- DOCUMENT PASSAGE -
= = = =
The project was officially launched earlier this year even though Italian researchers and film restorers began their work in 1999.

Cecilia Cenciarelli, the co-ordinator of the Chaplin Project, spoke to swissinfo’s Dale Bechtel about its work and its aims.

swissinfo: Why has an Italian archive been entrusted with the task of restoring Chaplin’s films and compiling a digital database of his documents?

Cenciarelli: Our restoration laboratory “L’Immagine Ritrovata” is well known all over the world for its quality and application of the latest technologies. The Chaplin family was impressed by the great care we take. Italy has always had a particular love for Chaplin, and has always promoted his films and loved his persona. The Chaplin family and the Association Chaplin have shown great trust in our expertise.

“Cineteca di Bologna” is the second largest film archive in Italy and hosts one of the two existing festivals on silent cinema, “Il Festival del Cinema Ritrovato”, where archivists, professors, students, researchers and amateurs from all over the world gather each summer. It was widely felt that this was the right place and context for the Chaplin Project.

swissinfo: Can you explain what you will be doing at the Montreux archives next month?

Cenciarelli: The Chaplin Project team consists of six people, and our task is to digitalise page by page, catalogue and study all the paper materials before August 2005. To do this we have organised the transferral of a number of documents from Paris and Montreux. The paper materials come in boxes, and after several months they will be returned to Montreux.

My colleagues will travel to Montreux to finish examining all the papers and to compile a complete inventory of what is held in Montreux, as well as to exchange some boxes. “Limelight” will return home [to Montreux] and “Monsieur Verdoux” will visit Bologna!

swissinfo: How important are the Chaplin documents in Montreux?

Cenciarelli: The Montreux archives are certainly the largest of their kind and will get bigger. The Chaplin papers have travelled a lot, from California where the director had his studios to Switzerland, even though a part of it is still in Paris where the Association Chaplin is located. Once we have finished cataloguing everything all the documents [including those in Paris] will be reunited for the first time in Montreux, where they will be safeguarded under the best possible conditions.
= = = =
- DATA SECTION -
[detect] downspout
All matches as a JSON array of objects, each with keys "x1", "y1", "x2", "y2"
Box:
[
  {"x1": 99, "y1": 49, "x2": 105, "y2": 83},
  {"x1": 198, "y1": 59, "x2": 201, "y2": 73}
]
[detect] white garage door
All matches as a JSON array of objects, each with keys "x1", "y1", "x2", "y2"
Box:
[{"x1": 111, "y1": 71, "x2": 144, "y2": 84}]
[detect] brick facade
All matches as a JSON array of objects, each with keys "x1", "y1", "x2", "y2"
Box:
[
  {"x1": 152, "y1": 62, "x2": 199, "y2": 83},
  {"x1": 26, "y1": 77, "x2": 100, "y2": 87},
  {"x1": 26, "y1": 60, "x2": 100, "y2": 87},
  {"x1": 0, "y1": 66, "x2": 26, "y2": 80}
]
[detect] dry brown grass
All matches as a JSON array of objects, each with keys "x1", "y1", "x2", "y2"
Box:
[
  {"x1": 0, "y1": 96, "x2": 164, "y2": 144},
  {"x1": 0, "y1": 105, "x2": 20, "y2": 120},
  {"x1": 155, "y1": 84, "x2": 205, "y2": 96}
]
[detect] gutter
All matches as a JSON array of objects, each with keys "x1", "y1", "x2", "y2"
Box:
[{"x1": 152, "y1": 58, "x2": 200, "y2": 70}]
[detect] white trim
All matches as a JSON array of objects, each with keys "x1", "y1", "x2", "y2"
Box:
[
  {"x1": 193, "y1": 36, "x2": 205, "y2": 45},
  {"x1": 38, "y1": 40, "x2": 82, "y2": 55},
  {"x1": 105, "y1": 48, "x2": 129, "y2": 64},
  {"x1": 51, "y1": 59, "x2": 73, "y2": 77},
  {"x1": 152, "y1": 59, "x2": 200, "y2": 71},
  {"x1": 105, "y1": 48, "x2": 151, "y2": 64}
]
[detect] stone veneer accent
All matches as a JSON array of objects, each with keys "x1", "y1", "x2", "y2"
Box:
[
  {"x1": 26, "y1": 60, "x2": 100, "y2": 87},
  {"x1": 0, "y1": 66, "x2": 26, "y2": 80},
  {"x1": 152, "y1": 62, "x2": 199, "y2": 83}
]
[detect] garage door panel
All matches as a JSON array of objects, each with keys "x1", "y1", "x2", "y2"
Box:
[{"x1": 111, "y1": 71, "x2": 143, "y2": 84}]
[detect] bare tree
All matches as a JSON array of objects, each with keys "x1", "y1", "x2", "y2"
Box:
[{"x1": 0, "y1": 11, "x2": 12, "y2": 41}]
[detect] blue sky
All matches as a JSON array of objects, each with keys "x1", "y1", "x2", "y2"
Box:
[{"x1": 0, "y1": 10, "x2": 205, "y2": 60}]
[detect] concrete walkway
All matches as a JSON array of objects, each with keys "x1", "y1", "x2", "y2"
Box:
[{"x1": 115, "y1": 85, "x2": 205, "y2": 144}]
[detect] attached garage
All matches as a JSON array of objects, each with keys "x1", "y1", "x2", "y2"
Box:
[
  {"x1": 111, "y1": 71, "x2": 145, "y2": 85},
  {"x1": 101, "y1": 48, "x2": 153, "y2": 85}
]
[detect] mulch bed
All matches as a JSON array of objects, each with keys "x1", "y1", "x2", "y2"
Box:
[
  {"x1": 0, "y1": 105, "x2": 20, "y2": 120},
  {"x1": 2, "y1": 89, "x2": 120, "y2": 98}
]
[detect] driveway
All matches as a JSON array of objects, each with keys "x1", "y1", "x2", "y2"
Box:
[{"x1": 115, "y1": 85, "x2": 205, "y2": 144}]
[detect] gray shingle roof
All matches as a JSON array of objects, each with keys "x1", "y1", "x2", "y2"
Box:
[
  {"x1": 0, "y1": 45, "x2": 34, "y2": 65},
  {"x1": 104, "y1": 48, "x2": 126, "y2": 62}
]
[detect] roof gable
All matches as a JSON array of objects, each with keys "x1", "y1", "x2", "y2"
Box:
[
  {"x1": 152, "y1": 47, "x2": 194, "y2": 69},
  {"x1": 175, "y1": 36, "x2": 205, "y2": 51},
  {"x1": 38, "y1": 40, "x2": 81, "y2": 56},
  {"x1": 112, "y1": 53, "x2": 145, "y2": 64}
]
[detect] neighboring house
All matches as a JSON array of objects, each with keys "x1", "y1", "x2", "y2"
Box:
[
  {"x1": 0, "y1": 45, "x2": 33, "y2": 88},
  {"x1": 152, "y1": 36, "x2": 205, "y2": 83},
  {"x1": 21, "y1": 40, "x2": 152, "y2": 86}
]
= = = =
- TASK GOAL -
In the Chaplin Project interview, by what date must the team digitize, catalogue and study all the paper materials?

- FINAL RESULT -
August 2005.